### TEXTO FORNECIDO
———
03 de setembro de 2014 |
N° 17911
ENTREVISTA FRANCISCO
MARMOLEJO
“Para o Brasil ser relevante no mundo, precisa falar
inglês”.
Coordenador do Programa de
Educação Superior do Banco Mundial
Coordenador do Programa de
Educação Superior do Banco Mundial, o mexicano Francisco Marmolejo, 53 anos, há
duas décadas percorre países para captar boas práticas e influenciar as
universidades a se desenvolver científica, econômica e socialmente.
Doutor em Administração com foco
em agropecuária, Marmolejo participou da criação da Rede de Associações de
Educação Internacional (Niea), que reúne órgãos educativos e líderes das mais
importantes universidades internacionais, e integra a Associação Internacional
de Universidades (IAU), vinculada à Unesco. Ele esteve na PUCRS na semana
passada para debater a necessidade de inovação no Ensino Superior, em especial
quanto à internacionalização – considerada por ele, mais do que desejável,
necessária.
Ainda são poucas as aulas em
inglês dentro das universidades brasileiras, algo comum em outros países.
Começamos muito tarde a internacionalização?
É um pouco tarde para tentar
resolver uma deficiência persistente na aquisição de uma segunda língua. Não
basta a universidade esperar que, até essa idade, os estudantes dominem uma
segunda língua. A internacionalização permite aos alunos ter melhor
conhecimento de um mundo cada vez mais complexo, trabalhar em ambientes
multiculturais e fazer com que os futuros profissionais tenham mais apreciação
pelo próprio idioma e cultura.
Por que ensinar estudantes
universitários em outra língua é importante?
Não falar inglês é uma das
limitações para o país. Se você for ver exemplos de países que conseguiram
atrair mais estudantes internacionais, entenderá que eles decidiram ensinar,
além da língua local, também em inglês. Veja os casos da China e de muitos países
europeus. Até na América Latina você começa a ver isso. Para o Brasil ser
relevante no mundo, precisa falar inglês.
———
### DADOS DO CONJUNTO
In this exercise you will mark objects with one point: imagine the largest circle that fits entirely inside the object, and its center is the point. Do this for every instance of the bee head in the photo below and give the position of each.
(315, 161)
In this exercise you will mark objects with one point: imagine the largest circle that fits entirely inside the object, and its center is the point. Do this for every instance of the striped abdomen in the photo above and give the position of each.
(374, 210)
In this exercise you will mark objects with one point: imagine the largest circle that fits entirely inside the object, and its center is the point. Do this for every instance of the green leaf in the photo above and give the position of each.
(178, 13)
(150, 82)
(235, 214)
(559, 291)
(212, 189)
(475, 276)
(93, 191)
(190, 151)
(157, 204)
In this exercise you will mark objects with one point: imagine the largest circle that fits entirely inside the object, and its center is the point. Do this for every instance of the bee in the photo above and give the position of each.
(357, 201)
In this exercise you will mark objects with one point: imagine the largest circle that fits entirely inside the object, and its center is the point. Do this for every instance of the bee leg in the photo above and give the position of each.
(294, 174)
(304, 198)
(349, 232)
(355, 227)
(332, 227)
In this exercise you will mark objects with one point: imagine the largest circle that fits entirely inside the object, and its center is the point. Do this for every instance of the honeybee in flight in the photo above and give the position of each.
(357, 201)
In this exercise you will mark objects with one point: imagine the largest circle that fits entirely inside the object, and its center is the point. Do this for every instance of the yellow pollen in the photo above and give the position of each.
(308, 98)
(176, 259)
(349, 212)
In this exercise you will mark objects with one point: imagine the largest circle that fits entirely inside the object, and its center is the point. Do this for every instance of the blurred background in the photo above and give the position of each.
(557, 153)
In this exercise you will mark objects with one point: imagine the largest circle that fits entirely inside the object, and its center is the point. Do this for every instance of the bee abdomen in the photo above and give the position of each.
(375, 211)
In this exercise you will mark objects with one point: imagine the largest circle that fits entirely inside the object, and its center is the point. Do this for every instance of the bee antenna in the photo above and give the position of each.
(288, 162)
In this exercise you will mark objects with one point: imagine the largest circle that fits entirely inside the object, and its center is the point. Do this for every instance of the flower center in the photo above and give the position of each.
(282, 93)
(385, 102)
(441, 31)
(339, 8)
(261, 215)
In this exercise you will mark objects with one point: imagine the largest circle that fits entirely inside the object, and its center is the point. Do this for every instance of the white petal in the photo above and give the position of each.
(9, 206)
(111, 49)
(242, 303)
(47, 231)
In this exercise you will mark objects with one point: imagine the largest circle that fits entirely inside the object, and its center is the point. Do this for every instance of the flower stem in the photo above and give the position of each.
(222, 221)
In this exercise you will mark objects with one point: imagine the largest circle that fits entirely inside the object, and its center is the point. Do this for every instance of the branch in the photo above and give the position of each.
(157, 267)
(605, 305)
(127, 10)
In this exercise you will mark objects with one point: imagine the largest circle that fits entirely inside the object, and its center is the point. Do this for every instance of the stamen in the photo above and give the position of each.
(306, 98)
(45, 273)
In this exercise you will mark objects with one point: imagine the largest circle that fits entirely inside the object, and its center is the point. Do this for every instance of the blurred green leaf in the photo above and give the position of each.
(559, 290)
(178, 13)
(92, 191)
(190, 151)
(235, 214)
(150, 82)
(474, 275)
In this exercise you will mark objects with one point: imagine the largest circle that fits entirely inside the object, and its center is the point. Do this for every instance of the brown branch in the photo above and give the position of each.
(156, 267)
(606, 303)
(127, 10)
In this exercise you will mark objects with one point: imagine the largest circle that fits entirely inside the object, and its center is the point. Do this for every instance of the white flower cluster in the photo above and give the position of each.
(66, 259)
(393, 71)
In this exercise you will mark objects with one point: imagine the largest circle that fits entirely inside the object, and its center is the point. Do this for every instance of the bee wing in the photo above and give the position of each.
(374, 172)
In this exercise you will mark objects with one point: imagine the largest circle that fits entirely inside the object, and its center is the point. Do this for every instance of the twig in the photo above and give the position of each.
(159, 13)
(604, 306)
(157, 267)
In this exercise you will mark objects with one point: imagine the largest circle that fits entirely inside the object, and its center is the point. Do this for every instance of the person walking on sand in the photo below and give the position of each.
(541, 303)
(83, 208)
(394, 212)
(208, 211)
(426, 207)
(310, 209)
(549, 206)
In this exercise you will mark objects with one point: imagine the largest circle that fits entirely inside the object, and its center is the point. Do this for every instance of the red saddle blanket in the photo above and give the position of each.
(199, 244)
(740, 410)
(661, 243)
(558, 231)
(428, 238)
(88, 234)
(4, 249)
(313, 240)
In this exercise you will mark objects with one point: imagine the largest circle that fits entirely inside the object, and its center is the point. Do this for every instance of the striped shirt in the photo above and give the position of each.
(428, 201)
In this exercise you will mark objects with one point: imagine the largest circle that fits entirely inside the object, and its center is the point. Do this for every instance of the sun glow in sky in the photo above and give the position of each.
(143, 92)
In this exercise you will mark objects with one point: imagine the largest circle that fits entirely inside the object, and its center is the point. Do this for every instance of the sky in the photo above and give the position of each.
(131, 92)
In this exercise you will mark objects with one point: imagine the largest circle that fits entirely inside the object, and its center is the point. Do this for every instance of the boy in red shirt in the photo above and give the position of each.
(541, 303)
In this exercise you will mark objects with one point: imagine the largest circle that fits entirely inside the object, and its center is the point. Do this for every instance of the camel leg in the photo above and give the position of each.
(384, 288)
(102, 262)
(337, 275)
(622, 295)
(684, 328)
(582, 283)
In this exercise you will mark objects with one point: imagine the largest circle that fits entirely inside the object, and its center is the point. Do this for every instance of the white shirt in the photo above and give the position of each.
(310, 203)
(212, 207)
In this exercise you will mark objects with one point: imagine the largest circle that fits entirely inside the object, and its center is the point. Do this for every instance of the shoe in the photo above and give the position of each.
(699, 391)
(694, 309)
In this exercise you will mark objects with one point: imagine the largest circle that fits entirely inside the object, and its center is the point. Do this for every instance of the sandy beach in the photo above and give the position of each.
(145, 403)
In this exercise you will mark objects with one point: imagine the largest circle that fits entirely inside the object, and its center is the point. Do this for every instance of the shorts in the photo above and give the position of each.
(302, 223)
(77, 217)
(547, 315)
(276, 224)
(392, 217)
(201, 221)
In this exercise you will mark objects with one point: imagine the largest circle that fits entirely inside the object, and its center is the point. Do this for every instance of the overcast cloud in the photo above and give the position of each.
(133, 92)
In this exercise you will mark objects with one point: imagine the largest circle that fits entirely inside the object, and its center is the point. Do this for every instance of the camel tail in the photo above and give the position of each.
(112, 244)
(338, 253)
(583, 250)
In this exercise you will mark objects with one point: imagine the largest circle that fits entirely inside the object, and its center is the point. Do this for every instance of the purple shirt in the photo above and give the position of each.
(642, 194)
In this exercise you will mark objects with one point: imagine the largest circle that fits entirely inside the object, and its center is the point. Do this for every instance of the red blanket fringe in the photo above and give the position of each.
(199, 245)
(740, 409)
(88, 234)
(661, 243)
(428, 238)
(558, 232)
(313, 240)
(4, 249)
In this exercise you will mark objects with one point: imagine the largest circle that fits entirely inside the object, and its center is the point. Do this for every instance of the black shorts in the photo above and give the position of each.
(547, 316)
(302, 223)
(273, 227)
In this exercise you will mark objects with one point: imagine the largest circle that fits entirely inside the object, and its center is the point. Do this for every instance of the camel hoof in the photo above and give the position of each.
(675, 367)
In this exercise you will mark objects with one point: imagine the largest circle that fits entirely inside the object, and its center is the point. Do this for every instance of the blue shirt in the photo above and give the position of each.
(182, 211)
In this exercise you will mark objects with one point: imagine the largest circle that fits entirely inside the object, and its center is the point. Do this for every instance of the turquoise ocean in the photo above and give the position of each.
———
### TAREFAS
[1] Explique em uma a três frases por que, na entrevista com Francisco Marmolejo, é importante ensinar universitários em outra língua.
[2] Continue a entrevista com Francisco Marmolejo a partir do ponto em que ela para.
Os itens não têm nenhum papel nesta atividade.

### RESPOSTAS
[1] Para Marmolejo, não falar inglês é uma das limitações do país. Os países que conseguiram atrair mais estudantes internacionais, como a China e muitos países europeus, decidiram ensinar também em inglês, além da língua local. Por isso, para ser relevante no mundo, o Brasil precisa falar inglês.

[2]
Aulas em inglês não acabam
segregando? São poucos os que dominam outro idioma.
Esse é um dos problemas. Creio
que o maior desafio é o fato de que apenas poucos brasileiros se beneficiam do
Ensino Superior, em português ou qualquer outra língua. Ao olharmos para os
dados, fica bem claro que o país tem todos os ingredientes para se tornar um
protagonista na economia global, mas sem a preparação adequada dos indivíduos,
essa possibilidade se torna muito mais difícil. Falar outra língua é uma boa
maneira de entender como as pessoas pensam, interagem, e assim se tornar um
cidadão global mais tolerante.
Essa medida não acarreta no risco
de mercantilização da educação?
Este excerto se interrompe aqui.